Work to do: Copy every line of the material below without changing anything.

━━━━━━━━━━

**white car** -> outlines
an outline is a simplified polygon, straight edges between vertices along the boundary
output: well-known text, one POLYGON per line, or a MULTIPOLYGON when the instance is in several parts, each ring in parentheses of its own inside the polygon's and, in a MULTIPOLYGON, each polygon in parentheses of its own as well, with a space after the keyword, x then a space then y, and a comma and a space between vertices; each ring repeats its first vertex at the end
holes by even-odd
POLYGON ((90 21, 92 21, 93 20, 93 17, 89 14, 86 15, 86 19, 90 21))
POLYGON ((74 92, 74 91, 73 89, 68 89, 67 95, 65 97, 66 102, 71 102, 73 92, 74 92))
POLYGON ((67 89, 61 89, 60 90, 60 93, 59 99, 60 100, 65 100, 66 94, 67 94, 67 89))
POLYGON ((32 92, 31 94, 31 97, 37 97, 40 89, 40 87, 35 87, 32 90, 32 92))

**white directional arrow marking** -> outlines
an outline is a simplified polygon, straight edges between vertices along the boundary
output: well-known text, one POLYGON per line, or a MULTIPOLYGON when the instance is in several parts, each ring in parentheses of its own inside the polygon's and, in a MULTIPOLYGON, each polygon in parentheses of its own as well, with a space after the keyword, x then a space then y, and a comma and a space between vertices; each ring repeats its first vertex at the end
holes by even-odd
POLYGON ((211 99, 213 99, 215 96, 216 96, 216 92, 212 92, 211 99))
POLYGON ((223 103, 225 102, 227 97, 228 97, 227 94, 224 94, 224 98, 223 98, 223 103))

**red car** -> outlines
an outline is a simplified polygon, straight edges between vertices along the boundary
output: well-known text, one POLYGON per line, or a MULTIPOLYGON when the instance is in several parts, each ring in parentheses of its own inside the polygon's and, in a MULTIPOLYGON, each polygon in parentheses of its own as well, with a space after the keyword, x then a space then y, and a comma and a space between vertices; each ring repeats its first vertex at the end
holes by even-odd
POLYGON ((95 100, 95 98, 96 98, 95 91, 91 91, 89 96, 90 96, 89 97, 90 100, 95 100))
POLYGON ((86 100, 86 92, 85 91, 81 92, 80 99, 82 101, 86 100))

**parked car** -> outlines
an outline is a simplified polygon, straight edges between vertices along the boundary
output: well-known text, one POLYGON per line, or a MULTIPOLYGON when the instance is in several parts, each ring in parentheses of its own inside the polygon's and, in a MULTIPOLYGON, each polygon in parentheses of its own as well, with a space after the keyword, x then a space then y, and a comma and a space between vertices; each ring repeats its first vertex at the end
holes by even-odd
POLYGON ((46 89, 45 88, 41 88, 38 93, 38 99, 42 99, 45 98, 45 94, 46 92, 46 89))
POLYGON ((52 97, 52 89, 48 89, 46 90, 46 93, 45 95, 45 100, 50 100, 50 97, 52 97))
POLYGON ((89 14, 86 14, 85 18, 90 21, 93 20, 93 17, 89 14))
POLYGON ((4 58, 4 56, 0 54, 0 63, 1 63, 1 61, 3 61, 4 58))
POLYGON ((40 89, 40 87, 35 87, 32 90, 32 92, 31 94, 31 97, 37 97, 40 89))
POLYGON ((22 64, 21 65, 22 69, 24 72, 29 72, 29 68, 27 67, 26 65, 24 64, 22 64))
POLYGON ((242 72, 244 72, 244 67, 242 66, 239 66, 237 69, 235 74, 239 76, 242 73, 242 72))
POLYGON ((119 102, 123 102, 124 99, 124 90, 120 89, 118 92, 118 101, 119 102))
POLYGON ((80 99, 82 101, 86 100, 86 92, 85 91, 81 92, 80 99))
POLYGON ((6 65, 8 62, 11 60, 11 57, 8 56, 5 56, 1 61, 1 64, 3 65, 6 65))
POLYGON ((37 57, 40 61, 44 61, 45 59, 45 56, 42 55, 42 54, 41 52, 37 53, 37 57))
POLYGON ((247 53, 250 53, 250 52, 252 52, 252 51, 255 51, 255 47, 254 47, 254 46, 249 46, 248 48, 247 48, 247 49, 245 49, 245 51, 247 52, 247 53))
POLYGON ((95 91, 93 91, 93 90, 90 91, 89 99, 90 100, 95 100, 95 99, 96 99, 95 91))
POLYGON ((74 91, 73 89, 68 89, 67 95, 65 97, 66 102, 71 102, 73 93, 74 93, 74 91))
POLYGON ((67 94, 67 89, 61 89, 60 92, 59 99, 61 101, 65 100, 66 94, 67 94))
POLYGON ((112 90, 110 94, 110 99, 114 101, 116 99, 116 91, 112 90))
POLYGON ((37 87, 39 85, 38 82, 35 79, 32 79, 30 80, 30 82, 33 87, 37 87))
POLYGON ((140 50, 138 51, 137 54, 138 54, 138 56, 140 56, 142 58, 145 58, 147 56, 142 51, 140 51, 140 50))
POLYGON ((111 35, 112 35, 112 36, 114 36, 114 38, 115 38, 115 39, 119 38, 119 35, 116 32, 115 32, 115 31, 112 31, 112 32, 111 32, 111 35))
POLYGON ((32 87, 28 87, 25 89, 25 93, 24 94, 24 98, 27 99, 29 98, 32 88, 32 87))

━━━━━━━━━━

The result:
**white car** -> outlines
an outline is a simplified polygon, straight edges between vertices along the boundary
output: well-known text, one POLYGON per line, or a MULTIPOLYGON when the instance is in several parts, each ring in parentheses of its own inside the polygon's and, in a MULTIPOLYGON, each polygon in parentheses of its own as well, with a space after the keyword, x then a space then y, and a comma and a space between vertices; each ring repeats its first vertex at the end
holes by even-odd
POLYGON ((90 21, 92 21, 93 20, 93 17, 89 14, 86 15, 86 19, 90 21))
POLYGON ((74 92, 74 91, 73 89, 68 89, 67 95, 65 97, 66 102, 71 102, 73 92, 74 92))
POLYGON ((67 89, 61 89, 60 90, 60 93, 59 99, 60 100, 65 100, 66 94, 67 94, 67 89))
POLYGON ((32 92, 31 94, 31 97, 37 97, 40 89, 40 87, 35 87, 32 90, 32 92))

**white directional arrow marking** -> outlines
an outline is a simplified polygon, straight edges between vertices along the boundary
output: well-known text, one POLYGON per line, or a MULTIPOLYGON when the instance is in several parts, each ring in parentheses of its own inside the polygon's and, in a MULTIPOLYGON, each polygon in parentheses of its own as well, with a space after the keyword, x then a space then y, and a comma and a space between vertices; each ring repeats its first vertex at the end
holes by even-odd
POLYGON ((211 99, 213 99, 215 96, 216 96, 216 92, 212 92, 211 99))
POLYGON ((223 103, 225 102, 227 97, 228 97, 227 94, 224 94, 224 98, 223 98, 223 103))

**red car** -> outlines
an outline is a simplified polygon, straight edges between vertices along the boundary
output: well-known text, one POLYGON per line, or a MULTIPOLYGON when the instance is in several parts, each ring in parentheses of its own inside the polygon's and, in a MULTIPOLYGON, each polygon in parentheses of its own as well, with a space after the keyword, x then a space then y, and a comma and a space between vertices; each ring repeats its first vertex at the end
holes by even-odd
POLYGON ((95 100, 95 98, 96 98, 95 91, 91 91, 89 96, 90 96, 89 97, 90 100, 95 100))
POLYGON ((86 100, 86 92, 85 91, 81 92, 80 99, 82 101, 86 100))

**parked car** -> outlines
an outline is a simplified polygon, straight edges between vertices along the boundary
output: well-known text, one POLYGON per line, or a MULTIPOLYGON when the instance is in several parts, each ring in parentheses of its own inside the polygon's and, in a MULTIPOLYGON, each polygon in parentheses of its own as well, with a space after the keyword, x then a space then y, and a comma and a space between vertices; each ring repeats its first vertex at the end
holes by even-odd
POLYGON ((46 89, 45 88, 41 88, 38 93, 38 99, 42 99, 45 98, 45 94, 46 92, 46 89))
POLYGON ((52 97, 52 89, 48 89, 46 90, 46 93, 45 95, 45 100, 50 100, 50 97, 52 97))
POLYGON ((89 14, 86 14, 85 18, 90 21, 93 20, 93 17, 89 14))
POLYGON ((4 58, 4 56, 0 54, 0 63, 1 63, 1 61, 3 61, 4 58))
POLYGON ((40 89, 40 87, 35 87, 32 90, 32 92, 31 94, 31 97, 37 97, 40 89))
POLYGON ((22 64, 21 65, 22 69, 24 72, 29 72, 29 68, 27 67, 26 65, 24 64, 22 64))
POLYGON ((242 72, 244 72, 244 67, 242 66, 239 66, 237 69, 235 74, 239 76, 242 73, 242 72))
POLYGON ((119 102, 123 102, 124 99, 124 90, 120 89, 118 92, 118 101, 119 102))
POLYGON ((80 99, 82 101, 86 100, 86 92, 85 91, 81 92, 80 99))
POLYGON ((6 65, 8 62, 11 60, 11 57, 8 56, 5 56, 1 61, 1 64, 3 65, 6 65))
POLYGON ((37 57, 40 61, 44 61, 45 59, 45 56, 42 55, 42 54, 41 52, 37 53, 37 57))
POLYGON ((247 53, 250 53, 250 52, 252 52, 252 51, 255 51, 255 47, 254 47, 254 46, 249 46, 248 48, 247 48, 247 49, 245 49, 245 51, 247 52, 247 53))
POLYGON ((95 91, 93 91, 93 90, 90 91, 89 99, 90 100, 95 100, 95 99, 96 99, 95 91))
POLYGON ((74 91, 73 89, 68 89, 67 95, 65 97, 66 102, 71 102, 73 93, 74 93, 74 91))
POLYGON ((67 94, 67 89, 61 89, 60 92, 59 99, 61 101, 65 100, 66 94, 67 94))
POLYGON ((112 90, 110 94, 110 99, 114 101, 116 99, 116 91, 112 90))
POLYGON ((37 87, 39 85, 38 82, 35 79, 32 79, 30 80, 30 82, 33 87, 37 87))
POLYGON ((140 50, 138 51, 137 54, 138 54, 138 56, 140 56, 142 58, 145 58, 147 56, 142 51, 140 51, 140 50))
POLYGON ((111 35, 112 35, 112 36, 114 36, 114 38, 115 38, 115 39, 119 38, 119 35, 116 32, 115 32, 115 31, 112 31, 112 32, 111 32, 111 35))
POLYGON ((32 87, 28 87, 25 89, 25 93, 24 94, 24 98, 27 99, 29 98, 32 88, 32 87))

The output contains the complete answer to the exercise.